Supplied passage
Frequently Asked Questions for Egg Donors

If I am on birth control or have my tubes tied, can I still donate my eggs?

Because eggs will be directly retrieved from your ovaries, tubal ligation or the absence of your fallopian tubes does not affect your ability to donate. You can still donate if you are on birth control, however, the type of birth control may affect the timing of when you can cycle. If you are on oral contraceptives each month, you can begin your donor cycle immediately, however, you will be asked to stop taking your pills during the actual donation process. If you use a transdermal contraceptive patch, it is recommended that you stop using it for a period of 3 months before donation. Women taking Depo-Provera injections (shots) can donate 3 months after their last injection. If you have a non-hormonal IUD (i.e. Paraguard), there is no waiting period and it can remain in place during your donor cycle but if you have a hormonal IUD (i.e. Mirena, Skyla) you will need to have it removed and have 3 regular menstrual cycles prior to donating. If you use a Norplant or Depo-Provera device/implant, you must wait 1 year after removal and have had 3 regular menstrual cycles before donation.

What are the side effects of the fertility medications?

The most common side effects are similar to what may be experienced during your menstrual cycle. These may include headaches, bloating, mood swings, hot flashes, and breast tenderness. Localized redness and/or irritation at the injection sites also may occur. A rare side effect called Ovarian Hyperstimulation Syndrome (OHSS) can occur if your ovaries are over stimulated by the stimulation medications. Frequent vaginal ultrasounds and blood draws can predict the likelihood of this occurring. If it is determined to be a possible risk, the physician in charge of your care will either decrease your medication dose or cancel the cycle. An association between fertility drugs and ovarian cancer has been suggested but not proven.

Can I have sexual intercourse while taking fertility medications?

Egg donors should not engage in sexual intercourse while taking fertility medications and should not resume sexual activity until they have experienced their first menstrual cycle following the egg retrieval procedure. Engaging in sexual activity during this time can drastically increase your chances of getting pregnant. You may resume your normal methods of birth control once you have completed the donor cycle.

Will donating my eggs affect my ability to have children?

There is no medical evidence that donating your eggs affects your future ability to become pregnant. Your ovaries contain approximately 1-2 million eggs at birth and approximately 400,000 with the onset of puberty. During your cycle each month, you have multiple eggs that begin to develop. In the absence of fertility medications, one of these eggs “follicles” usually will become dominant and is ovulated while the remaining eggs are absorbed by the body. Therefore, whether you are on birth control, have a natural cycle, or donate eggs, you “loose” the same amount of eggs each month.

How are my eggs retrieved? Does it hurt? When can I return to school/work?

Egg retrieval is performed under general anesthesia. During the sedation, a thin needle is inserted through the vaginal wall and into each ovary to aspirate the eggs. There are no cuts or incisions involved and the process takes about 30-45 minutes. While recovery varies from person to person, most donors experience mild-moderate discomfort similar to menstrual cramps for 1-2 days after. Most women are able to return to work the next day, others may need an additional day before returning to full function. Although extremely rare, in less than 1% of cases, more serious complications may occur that may require additional medical attention or hospitalization.

Supplied material
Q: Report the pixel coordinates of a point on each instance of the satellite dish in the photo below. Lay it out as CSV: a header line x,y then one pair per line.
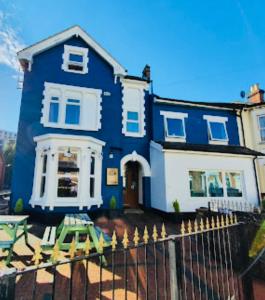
x,y
242,94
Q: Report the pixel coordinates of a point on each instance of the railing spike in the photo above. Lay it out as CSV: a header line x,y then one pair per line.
x,y
189,227
182,228
136,237
201,225
125,240
145,236
72,249
163,231
37,255
155,235
101,243
207,224
87,246
114,241
212,223
196,227
55,252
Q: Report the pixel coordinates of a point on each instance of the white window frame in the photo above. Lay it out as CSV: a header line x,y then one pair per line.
x,y
260,116
216,119
52,145
63,90
223,172
178,116
77,51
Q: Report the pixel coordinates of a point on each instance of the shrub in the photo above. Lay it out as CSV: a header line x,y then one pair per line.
x,y
176,206
19,206
113,203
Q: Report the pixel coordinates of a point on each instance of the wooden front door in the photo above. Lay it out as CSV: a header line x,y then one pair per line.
x,y
131,191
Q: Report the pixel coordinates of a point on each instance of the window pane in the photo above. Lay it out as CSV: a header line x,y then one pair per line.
x,y
262,122
218,131
215,184
76,57
42,186
72,114
92,187
262,134
132,127
67,186
197,184
132,115
233,184
175,127
54,112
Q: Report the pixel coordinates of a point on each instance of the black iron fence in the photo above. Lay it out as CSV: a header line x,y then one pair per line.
x,y
203,261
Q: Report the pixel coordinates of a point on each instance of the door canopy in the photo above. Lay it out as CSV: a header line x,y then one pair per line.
x,y
137,158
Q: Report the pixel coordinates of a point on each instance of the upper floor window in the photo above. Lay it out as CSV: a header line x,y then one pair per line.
x,y
71,107
75,59
262,128
217,129
174,123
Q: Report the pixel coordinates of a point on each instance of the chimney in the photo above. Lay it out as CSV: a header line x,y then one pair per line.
x,y
256,94
146,73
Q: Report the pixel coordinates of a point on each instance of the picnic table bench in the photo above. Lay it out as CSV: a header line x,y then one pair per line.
x,y
73,225
9,226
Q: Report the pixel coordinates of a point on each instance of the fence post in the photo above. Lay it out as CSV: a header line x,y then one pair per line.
x,y
7,284
174,290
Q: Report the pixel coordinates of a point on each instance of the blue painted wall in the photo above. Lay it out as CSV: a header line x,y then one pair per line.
x,y
47,67
196,126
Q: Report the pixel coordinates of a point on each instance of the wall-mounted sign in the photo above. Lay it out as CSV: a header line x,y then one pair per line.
x,y
112,176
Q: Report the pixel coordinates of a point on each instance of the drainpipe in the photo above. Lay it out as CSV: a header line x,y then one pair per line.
x,y
256,179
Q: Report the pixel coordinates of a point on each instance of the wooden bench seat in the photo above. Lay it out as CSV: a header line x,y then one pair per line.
x,y
48,240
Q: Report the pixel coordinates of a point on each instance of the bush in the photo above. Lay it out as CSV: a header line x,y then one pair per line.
x,y
113,203
176,206
19,206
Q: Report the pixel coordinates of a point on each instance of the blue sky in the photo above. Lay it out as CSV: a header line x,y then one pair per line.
x,y
198,50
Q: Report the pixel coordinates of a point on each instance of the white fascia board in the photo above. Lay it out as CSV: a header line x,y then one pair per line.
x,y
173,115
207,153
29,52
68,137
215,118
175,102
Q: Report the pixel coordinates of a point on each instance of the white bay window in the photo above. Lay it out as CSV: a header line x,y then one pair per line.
x,y
71,107
67,171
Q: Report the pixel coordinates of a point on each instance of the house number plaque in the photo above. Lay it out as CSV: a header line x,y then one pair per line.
x,y
112,176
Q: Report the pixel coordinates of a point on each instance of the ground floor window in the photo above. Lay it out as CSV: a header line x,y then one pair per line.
x,y
214,183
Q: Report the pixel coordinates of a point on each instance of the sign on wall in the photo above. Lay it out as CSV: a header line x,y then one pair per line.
x,y
112,176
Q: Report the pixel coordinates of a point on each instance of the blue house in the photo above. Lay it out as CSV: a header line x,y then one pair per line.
x,y
88,131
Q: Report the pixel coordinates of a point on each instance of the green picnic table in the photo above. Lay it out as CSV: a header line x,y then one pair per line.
x,y
73,226
9,226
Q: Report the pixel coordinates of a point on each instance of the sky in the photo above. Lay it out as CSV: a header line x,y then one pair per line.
x,y
201,50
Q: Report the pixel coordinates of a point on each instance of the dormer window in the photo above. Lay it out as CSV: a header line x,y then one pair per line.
x,y
75,59
217,129
174,124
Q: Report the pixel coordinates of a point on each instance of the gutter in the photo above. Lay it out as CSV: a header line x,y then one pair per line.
x,y
256,179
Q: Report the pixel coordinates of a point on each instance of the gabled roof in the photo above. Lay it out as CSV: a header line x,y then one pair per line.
x,y
219,105
26,55
210,148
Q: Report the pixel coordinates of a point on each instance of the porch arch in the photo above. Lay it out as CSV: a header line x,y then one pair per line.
x,y
146,170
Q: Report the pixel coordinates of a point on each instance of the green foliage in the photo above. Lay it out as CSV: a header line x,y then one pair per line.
x,y
263,205
176,206
113,203
19,206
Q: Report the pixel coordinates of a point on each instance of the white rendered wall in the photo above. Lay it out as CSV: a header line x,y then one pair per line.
x,y
174,172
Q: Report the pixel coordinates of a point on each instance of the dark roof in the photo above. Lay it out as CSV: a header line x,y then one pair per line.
x,y
210,148
136,78
212,104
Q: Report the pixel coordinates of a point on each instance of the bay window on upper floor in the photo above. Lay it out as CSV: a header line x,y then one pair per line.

Assignment A
Could you write out the part of the egg donor FAQ starting with "What are the" and going on through "but not proven."?
Assignment B
Can you extend the egg donor FAQ from the point where it stops?

Written response A
What are the side effects of the fertility medications?

The most common side effects are similar to what may be experienced during your menstrual cycle. These may include headaches, bloating, mood swings, hot flashes, and breast tenderness. Localized redness and/or irritation at the injection sites also may occur. A rare side effect called Ovarian Hyperstimulation Syndrome (OHSS) can occur if your ovaries are over stimulated by the stimulation medications. Frequent vaginal ultrasounds and blood draws can predict the likelihood of this occurring. If it is determined to be a possible risk, the physician in charge of your care will either decrease your medication dose or cancel the cycle. An association between fertility drugs and ovarian cancer has been suggested but not proven.

Written response B
How long does the entire process take?

The screening process, which includes the application, profile, and medical, psychological, and genetic evaluations typically takes 2-3 months. This time is not compensated. After screening is complete AND you are deemed acceptable for donation, you begin the process of stimulation and egg retrieval which last 4-6 weeks. During the stimulation phase, you will need approximately 5-9 monitoring appointments within a 10-14 day period. Monitoring appointments are done in the mornings and typically last 30 minutes to 1 hour depending on how many patients are being seen on that particular day. Once retrieval occurs, all viable eggs are either cryopreserved for our frozen egg bank or fertilized with the recipient husband’s sperm for later transfer. Two week after the retrieval you will need to return to The Center for a checkup to ensure you remain in good health and there have been no complications from the procedure. It is at this appointment when you will receive compensation for your time and effort and your obligation will be complete.

Will I incur any costs for donating my eggs?

All testing/screening is paid for by The Center for Reproductive Medicine and is NOT the responsibility of the donor. At this time the Center does not reimburse for travel cost to and from our offices.

Will I know if a pregnancy has occurred from my egg donation?

We do not inform the donor of the success or failure of their donation.

How many times can I donate my eggs?

Following the guidelines set forth by ASRM, we allow our donors to participate in a maximum of 6 donor cycles (per LIFETIME) as long as you are approved by our embryologists to return for additional donations.

Can you be an egg donor if you are on birth control?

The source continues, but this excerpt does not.